## Texte source

● ● ● ●

Ainsi, les Etats-Unis et l’Union européenne ont déjà banni quelques-uns de ces composés chimiques (dont les PFOA et PFOS) et ont récemment défini des seuils de concentration dans l’eau, ciblant toutefois des substances différentes. Washington a de son côté introduit une obligation de reporting concernant la production et l’importation de PFAS, tandis que Bruxelles les a interdits dans certains produits alimentaires.
La nouvelle Commissaire européenne en charge de l’environnement, Jessika Roswall, s’est vue confiée par la Présidente de la Commission, Ursula von der Leyen, la délicate mission de clarifier la position de l’UE sur les PFAS et finaliser les travaux de révision du règlement REACH entré en vigueur en 2007 pour encadrer la fabrication et l’utilisation des substances chimiques dans l’industrie. Jessika Roswall a de son côté confirmé son intention d’œuvrer en faveur d’une interdiction des PFAS dans les produits de grande consommation.
Le rôle crucial des investisseurs
Alors que le renforcement des contraintes réglementaires et la vigilance accrue des parties prenantes nous paraissent clé pour la protection de la santé et de l’environnement, nous sommes convaincus de l’importance pour les investisseurs d’identifier l’exposition des entreprises et leur dépendance potentielle aux PFAS.
L’impact sera réel sur les processus de fabrication et la composition des produits, avec des coûts de mise en conformité possiblement élevés, en particulier s’ils n’ont pas été anticipés. Les entreprises encourent par ailleurs des risques sur les plans judiciaire et réputationnel en cas de contamination de l’environnement, d’apparition de maladies, ou de pratiques de marketing considérées comme trompeuses pour des produits labelisés « sains » mais contenant ces composés chimiques.
Le principe du « pollueur-payeur », introduit dans la loi sur les PFAS votée en France fin février, pourrait contraindre les entreprises à devoir s’acquitter de montants importants, en lien notamment avec la dépollution de sites. Plusieurs arrangements financiers ont par exemple d’ores et déjà été trouvés aux Etats-Unis ces dernières années dans le secteur de la chimie.

● ● ● ●

## Données fournies
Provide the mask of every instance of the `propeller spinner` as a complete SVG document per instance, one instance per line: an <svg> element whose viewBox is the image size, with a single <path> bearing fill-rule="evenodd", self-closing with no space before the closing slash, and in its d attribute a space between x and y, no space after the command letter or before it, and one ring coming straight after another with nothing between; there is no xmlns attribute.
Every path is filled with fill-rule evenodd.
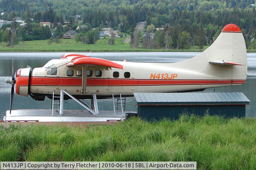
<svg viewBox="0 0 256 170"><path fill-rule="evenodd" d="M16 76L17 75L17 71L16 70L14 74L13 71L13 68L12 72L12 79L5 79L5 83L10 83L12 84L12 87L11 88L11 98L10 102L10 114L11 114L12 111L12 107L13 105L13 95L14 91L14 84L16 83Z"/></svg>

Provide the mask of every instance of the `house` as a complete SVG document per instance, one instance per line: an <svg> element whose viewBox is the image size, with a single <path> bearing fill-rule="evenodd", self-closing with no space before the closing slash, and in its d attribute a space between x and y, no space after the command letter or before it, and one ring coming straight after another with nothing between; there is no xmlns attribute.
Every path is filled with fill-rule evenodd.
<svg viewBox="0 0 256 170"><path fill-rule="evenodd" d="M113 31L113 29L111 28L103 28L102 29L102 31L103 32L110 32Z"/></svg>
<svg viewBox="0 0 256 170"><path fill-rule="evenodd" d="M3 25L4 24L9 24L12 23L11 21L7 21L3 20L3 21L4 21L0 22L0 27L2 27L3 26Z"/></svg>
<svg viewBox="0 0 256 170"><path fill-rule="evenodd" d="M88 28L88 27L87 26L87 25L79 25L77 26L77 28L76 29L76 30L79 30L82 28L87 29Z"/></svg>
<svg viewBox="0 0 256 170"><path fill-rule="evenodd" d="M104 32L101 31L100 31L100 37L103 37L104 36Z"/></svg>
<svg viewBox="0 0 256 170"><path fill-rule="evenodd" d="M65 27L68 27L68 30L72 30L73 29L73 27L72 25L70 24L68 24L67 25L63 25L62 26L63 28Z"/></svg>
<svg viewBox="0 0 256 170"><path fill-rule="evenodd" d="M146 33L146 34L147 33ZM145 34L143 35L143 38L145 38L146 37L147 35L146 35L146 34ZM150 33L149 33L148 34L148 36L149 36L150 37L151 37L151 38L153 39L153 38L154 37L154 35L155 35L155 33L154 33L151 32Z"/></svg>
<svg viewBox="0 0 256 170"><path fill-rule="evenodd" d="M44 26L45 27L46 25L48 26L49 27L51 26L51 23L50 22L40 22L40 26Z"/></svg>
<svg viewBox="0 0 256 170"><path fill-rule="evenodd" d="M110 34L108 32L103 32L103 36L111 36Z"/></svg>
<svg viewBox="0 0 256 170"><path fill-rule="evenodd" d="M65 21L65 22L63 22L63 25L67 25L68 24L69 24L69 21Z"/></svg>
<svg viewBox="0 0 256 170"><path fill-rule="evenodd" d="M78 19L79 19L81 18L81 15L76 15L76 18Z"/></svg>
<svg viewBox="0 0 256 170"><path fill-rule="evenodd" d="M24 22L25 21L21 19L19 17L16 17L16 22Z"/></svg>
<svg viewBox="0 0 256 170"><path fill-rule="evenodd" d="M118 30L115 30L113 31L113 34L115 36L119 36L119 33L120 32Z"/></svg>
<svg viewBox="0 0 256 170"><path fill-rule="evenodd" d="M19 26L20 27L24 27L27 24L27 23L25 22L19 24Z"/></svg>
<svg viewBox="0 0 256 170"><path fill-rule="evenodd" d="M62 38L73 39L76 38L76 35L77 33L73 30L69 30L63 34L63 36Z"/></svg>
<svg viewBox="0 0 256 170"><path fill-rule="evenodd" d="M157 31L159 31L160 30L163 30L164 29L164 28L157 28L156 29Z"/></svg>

● ● ● ●

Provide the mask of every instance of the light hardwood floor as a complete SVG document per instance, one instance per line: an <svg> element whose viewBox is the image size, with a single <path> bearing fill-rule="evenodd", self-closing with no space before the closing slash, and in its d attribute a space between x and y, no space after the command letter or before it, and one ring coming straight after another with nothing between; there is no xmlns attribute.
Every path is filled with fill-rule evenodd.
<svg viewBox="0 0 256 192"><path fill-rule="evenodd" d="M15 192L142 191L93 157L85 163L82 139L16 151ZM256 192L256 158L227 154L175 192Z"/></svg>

● ● ● ●

Reprenez le texte source consacré aux PFAS à la suite de sa dernière phrase, en conservant son registre.

Dans ce contexte et alors que le sujet connaît une médiatisation croissante, nous appelons les entreprises à davantage de clarté concernant leur exposition aux PFAS et les moyens mis en œuvre pour la réduire. L’accès à des données fiables facilitera l’évaluation des stratégies de produits PFAS-free ou encore l’identification d’acteurs en pointe sur la recherche et la production de substances alternatives.
L’engagement actionnarial, élément clé de la stratégie d’investisseur responsable de Sycomore Asset Management, est un levier crucial pour accompagner le développement de modèles économiques durables, capables de répondre aux défis sociétaux et environnementaux actuels.
Des opportunités d’investissement
La lutte contre les PFAS impliquera nécessairement de nombreux acteurs du secteur privé, avec des perspectives attractives de croissance de leurs chiffres d’affaires en raison de l’ampleur de l’utilisation de ces substances depuis des décennies.
Certains segments pourraient ainsi bénéficier de cette tendance dans les prochaines années, à l’image des sociétés impliquées dans le conseil et l’accompagnement, les entreprises réalisant ou commercialisant des équipements de tests de pollution de l’eau et des sols de même que celles opérant dans le traitement des déchets dangereux ou la dépollution des sols.
Enfin, les sociétés spécialisées dans le traitement de l’eau et de liquides ou qui fournissent ces équipements auront un rôle majeur à jouer selon nous.